Objective → Render the listing as a numbered list, starting at its first line and ending at the line containing "point(125, 130)", both included, and skip blank lines. Leave the pictures out.

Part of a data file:
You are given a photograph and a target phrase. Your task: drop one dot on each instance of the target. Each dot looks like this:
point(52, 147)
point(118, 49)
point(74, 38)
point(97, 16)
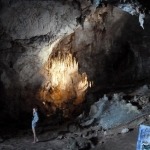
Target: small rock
point(125, 130)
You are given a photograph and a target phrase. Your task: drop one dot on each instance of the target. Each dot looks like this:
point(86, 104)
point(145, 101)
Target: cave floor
point(51, 139)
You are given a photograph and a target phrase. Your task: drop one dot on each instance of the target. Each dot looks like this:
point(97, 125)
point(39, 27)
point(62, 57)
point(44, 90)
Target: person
point(141, 18)
point(34, 124)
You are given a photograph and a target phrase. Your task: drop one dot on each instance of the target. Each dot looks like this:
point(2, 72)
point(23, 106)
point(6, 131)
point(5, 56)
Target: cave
point(84, 64)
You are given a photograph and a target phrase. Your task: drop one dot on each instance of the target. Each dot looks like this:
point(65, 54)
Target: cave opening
point(84, 64)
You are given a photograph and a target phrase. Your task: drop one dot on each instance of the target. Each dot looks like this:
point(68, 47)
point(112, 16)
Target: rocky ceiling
point(105, 47)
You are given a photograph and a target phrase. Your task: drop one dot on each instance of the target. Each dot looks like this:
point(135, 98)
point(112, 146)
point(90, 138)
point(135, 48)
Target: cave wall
point(111, 47)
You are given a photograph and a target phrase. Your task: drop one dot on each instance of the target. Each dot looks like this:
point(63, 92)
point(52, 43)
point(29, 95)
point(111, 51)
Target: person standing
point(34, 124)
point(141, 18)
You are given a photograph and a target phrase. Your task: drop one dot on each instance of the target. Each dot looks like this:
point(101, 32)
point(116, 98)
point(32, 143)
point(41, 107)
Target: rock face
point(109, 45)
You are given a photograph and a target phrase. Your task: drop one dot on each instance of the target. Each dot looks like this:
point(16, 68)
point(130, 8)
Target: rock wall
point(109, 45)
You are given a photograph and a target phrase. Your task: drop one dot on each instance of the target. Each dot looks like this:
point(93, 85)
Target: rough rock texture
point(110, 47)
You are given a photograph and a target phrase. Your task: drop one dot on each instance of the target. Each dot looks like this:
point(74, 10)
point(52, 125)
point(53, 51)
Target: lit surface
point(65, 86)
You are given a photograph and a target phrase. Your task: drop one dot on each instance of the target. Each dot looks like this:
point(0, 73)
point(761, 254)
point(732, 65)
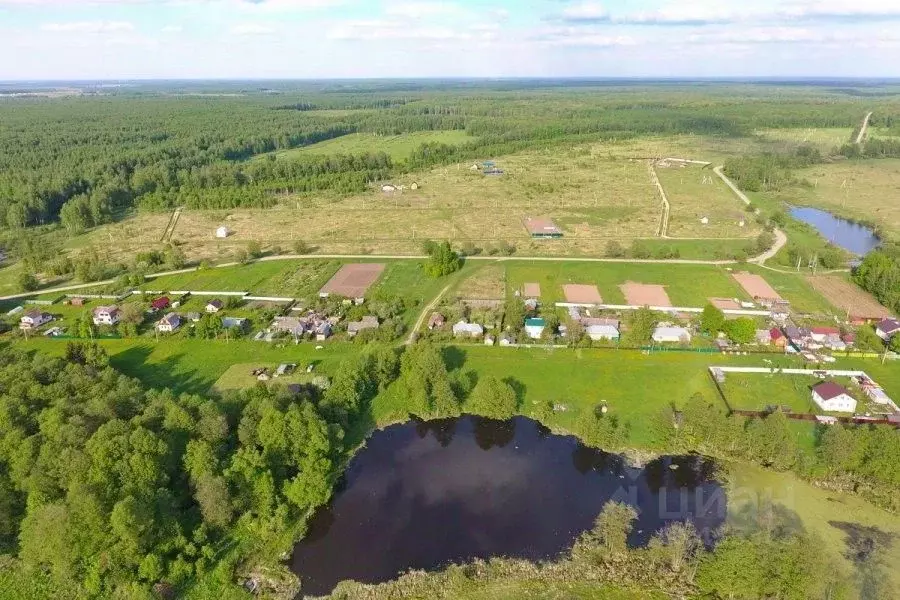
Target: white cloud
point(88, 27)
point(251, 29)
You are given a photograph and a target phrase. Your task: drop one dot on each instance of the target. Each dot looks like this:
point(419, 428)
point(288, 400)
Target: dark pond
point(856, 238)
point(424, 494)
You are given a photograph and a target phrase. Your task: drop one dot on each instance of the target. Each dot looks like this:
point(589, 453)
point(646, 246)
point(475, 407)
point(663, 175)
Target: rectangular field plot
point(756, 391)
point(755, 286)
point(582, 294)
point(353, 280)
point(701, 205)
point(848, 297)
point(642, 294)
point(685, 285)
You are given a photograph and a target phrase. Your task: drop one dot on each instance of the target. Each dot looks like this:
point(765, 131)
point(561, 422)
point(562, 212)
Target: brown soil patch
point(848, 297)
point(582, 294)
point(756, 286)
point(643, 294)
point(725, 303)
point(353, 280)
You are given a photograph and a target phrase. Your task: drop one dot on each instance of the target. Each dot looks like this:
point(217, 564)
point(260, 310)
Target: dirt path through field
point(862, 130)
point(428, 308)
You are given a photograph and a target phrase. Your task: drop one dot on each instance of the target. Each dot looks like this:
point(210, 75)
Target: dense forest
point(109, 489)
point(85, 160)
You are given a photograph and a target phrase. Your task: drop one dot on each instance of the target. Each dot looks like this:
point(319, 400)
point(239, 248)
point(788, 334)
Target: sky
point(151, 39)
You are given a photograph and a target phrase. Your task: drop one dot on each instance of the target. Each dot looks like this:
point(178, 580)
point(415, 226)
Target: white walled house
point(832, 397)
point(107, 315)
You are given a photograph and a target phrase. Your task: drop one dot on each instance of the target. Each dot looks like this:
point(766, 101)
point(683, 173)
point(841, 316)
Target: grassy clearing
point(399, 147)
point(686, 285)
point(297, 279)
point(863, 190)
point(819, 511)
point(239, 377)
point(826, 139)
point(485, 282)
point(194, 366)
point(691, 200)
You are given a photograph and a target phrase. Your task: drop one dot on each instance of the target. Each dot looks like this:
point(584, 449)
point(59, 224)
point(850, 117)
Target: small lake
point(422, 495)
point(856, 238)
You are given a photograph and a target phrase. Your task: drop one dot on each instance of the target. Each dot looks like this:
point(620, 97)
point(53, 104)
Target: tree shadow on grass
point(164, 374)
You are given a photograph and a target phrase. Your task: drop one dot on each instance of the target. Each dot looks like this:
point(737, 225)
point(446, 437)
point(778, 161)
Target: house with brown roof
point(106, 315)
point(168, 323)
point(832, 397)
point(34, 319)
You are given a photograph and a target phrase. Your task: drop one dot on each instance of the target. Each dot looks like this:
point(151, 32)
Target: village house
point(763, 337)
point(160, 303)
point(534, 328)
point(106, 315)
point(436, 321)
point(168, 323)
point(463, 328)
point(601, 329)
point(34, 319)
point(832, 397)
point(367, 322)
point(671, 334)
point(887, 328)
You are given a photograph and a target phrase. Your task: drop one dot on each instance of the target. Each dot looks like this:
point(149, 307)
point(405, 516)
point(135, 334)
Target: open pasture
point(685, 285)
point(848, 297)
point(695, 193)
point(864, 190)
point(643, 294)
point(399, 147)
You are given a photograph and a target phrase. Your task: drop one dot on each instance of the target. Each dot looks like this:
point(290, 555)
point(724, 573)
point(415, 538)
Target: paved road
point(862, 130)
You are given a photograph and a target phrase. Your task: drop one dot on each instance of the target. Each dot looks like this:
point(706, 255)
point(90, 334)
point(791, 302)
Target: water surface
point(848, 235)
point(424, 494)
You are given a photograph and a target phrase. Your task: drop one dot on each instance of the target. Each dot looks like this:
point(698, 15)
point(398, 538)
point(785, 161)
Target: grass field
point(863, 190)
point(399, 147)
point(825, 139)
point(194, 366)
point(296, 279)
point(820, 512)
point(686, 285)
point(690, 200)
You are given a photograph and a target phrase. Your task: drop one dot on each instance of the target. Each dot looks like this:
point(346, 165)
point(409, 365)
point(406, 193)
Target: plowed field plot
point(352, 281)
point(643, 294)
point(756, 286)
point(848, 297)
point(582, 294)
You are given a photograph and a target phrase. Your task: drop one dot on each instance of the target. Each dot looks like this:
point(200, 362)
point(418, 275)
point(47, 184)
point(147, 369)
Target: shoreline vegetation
point(222, 491)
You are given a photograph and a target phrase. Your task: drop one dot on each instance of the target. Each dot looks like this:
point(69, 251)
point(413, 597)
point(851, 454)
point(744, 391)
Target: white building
point(169, 323)
point(463, 328)
point(33, 319)
point(107, 315)
point(833, 397)
point(671, 334)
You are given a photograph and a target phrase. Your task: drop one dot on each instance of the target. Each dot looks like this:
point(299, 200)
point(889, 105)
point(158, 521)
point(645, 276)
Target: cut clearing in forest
point(756, 286)
point(848, 297)
point(582, 294)
point(643, 294)
point(353, 280)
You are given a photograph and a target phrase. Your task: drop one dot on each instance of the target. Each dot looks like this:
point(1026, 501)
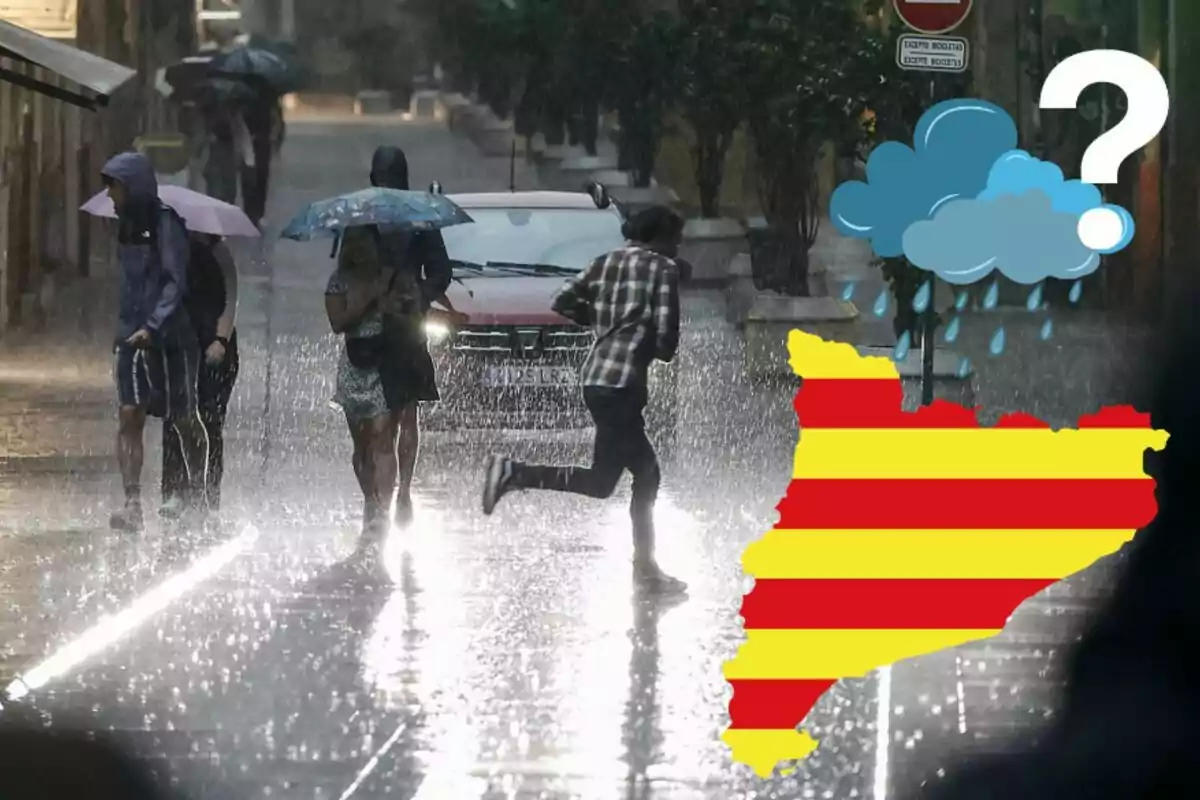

Expected answer →
1. You are given a photograph and a target phrase. Your task: drop one dot on each instance of the target. Each dot looks like this:
2. point(52, 147)
3. point(118, 49)
4. point(74, 38)
5. point(97, 16)
6. Target: small rock
7. point(125, 130)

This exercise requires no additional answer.